*Aim of the task*
An exact, complete copy of the entries is what is needed.

[Data items]

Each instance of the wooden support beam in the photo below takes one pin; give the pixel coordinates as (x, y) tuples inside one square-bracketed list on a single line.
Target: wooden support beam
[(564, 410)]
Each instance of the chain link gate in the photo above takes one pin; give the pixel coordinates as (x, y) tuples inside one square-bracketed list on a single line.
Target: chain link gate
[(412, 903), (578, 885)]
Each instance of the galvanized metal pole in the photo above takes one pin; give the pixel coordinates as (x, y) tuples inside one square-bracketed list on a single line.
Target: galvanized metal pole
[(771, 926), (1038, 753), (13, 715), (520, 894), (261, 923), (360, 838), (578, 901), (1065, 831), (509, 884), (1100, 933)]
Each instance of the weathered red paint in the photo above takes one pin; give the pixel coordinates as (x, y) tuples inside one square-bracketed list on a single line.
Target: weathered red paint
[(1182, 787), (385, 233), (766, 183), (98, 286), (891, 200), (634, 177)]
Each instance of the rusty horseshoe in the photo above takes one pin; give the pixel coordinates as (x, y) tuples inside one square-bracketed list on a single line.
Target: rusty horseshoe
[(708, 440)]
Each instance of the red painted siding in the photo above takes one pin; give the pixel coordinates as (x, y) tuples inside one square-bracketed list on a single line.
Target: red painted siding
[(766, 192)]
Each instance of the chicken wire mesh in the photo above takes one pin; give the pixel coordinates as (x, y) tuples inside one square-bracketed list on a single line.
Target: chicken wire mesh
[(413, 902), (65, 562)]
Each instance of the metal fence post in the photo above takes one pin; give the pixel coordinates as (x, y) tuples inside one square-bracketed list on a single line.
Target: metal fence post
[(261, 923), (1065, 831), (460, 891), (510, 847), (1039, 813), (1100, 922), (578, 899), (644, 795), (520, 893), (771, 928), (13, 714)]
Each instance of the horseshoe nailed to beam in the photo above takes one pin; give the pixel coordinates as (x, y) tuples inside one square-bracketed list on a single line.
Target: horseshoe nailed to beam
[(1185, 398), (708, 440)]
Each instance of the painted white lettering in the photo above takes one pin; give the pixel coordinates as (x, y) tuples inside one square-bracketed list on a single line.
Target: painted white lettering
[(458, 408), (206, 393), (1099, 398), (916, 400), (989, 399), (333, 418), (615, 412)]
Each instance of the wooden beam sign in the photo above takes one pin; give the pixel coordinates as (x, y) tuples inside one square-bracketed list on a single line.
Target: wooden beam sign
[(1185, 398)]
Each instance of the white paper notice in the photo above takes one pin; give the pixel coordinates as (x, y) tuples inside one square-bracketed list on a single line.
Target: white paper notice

*Result of the task*
Each instance of the wooden support beam in the photo below takes one pin; give the pixel coordinates as (x, y) tuples inside one square-bracketed list on a single line.
Target: wooden support beam
[(564, 410)]
Each instance of the chain link gate in the photo above takes one pin; give the pixel coordinates as (x, y) tuples inside one square-bracketed list on a single line.
Target: chain link gate
[(412, 903), (578, 885)]
Each instance of the galvanized metal pole in the photo above takes one pin; give the pixel coordinates as (x, y) tuples inside one square-bracketed list on a single line.
Target: galvanized metal pole
[(771, 926), (1038, 753), (13, 715), (520, 894), (261, 923), (360, 838), (578, 901), (1065, 831), (509, 884), (1100, 933)]
Each instance of the weathered red paint in the photo above takes one pin; give the pixel coordinates as (x, y) tuples inside one square-bracketed list on a single line.
Target: weathered red paint
[(1182, 787), (385, 233), (766, 183), (98, 286), (891, 200), (634, 177)]
Each instance of the rusty horseshoe in the photo above takes one pin; give the pixel coordinates as (x, y) tuples inside one square-bracketed list on a single line.
Target: rusty horseshoe
[(708, 440)]
Each instance of the red painted siding in the photo above takes one pin; give the pixel coordinates as (x, y) tuples inside one square-bracketed list on a single line.
Target: red painted siding
[(766, 192)]
Each instance of the chicken wire mesh in the photo above takes one pin; give the pixel coordinates as (x, y) tuples inside one square-bracketed list on a single line.
Target: chicken wire mesh
[(413, 902), (65, 562)]
Each instance of the metal fence post in the photo above takes one pin; give the pixel coordinates as (x, y) tuples inside one square-bracketed list on a single line.
Target: metal fence post
[(261, 923), (1065, 831), (460, 891), (510, 847), (1039, 813), (1100, 922), (578, 899), (644, 795), (520, 893), (771, 928), (13, 714)]
Each instance of the horseshoe nailed to beam in the photo above takes one pin; give the pixel coordinates as (x, y) tuples inside one square-bracketed list on a single line.
Target: horseshoe nailed to beam
[(1185, 398), (708, 440)]
Each instance of the painted white lettering in the photo above takes one pin; give the pixel coordinates as (x, y) tuples inside one square-bracketed list on a single line.
Target: painted white lettering
[(458, 408), (206, 393), (1099, 398), (916, 400), (989, 399), (333, 418), (615, 412)]
Each instance of the wooden beam sign in the photo above takes one pin; give the pixel coordinates as (x, y) tuples inside one square-bracketed list on a single line.
Target: wooden beam sign
[(1185, 398)]
Each instance of the white paper notice in the photo above takes one pin; give the pixel coordinates as (x, y) tuples inside one square-bracketed list on a single line.
Target: white paper notice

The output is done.